Dataset excerpts
_ _ _ _
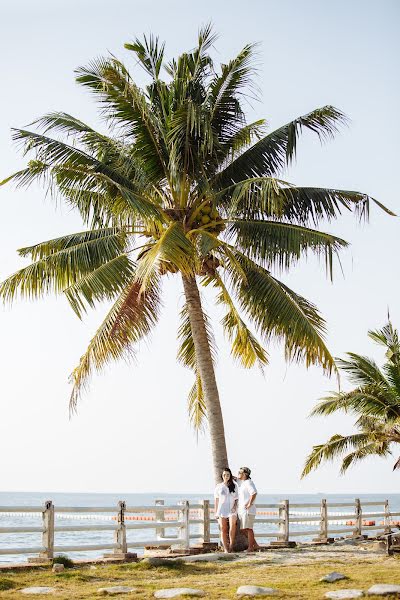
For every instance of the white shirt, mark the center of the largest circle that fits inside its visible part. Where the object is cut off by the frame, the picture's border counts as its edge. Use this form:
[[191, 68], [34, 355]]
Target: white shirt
[[246, 490], [226, 500]]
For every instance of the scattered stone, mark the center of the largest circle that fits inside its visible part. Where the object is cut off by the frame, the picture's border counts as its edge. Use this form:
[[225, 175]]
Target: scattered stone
[[38, 590], [384, 589], [332, 577], [117, 589], [255, 590], [156, 561], [344, 594], [176, 592], [202, 557]]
_ _ _ _
Return the preceding entries verbatim, with the pictures excluded.

Answer for the task:
For every instance of the white shirt, mark the center of the largest circle that fits inside its visible part. Where the object is cut off by the frame, the picture's border counts as its edge. Use this form:
[[191, 68], [34, 355]]
Target: white shirt
[[246, 490], [226, 500]]
For every instance of the scattered stone, mark the center of the largest circle that fits inside its visible part. Where the object is cut off by the frame, the picture's border counts as its edge. Use this form:
[[225, 175]]
Target: scattered stone
[[38, 590], [384, 589], [332, 577], [117, 589], [255, 590], [156, 561], [344, 594], [176, 592], [202, 557]]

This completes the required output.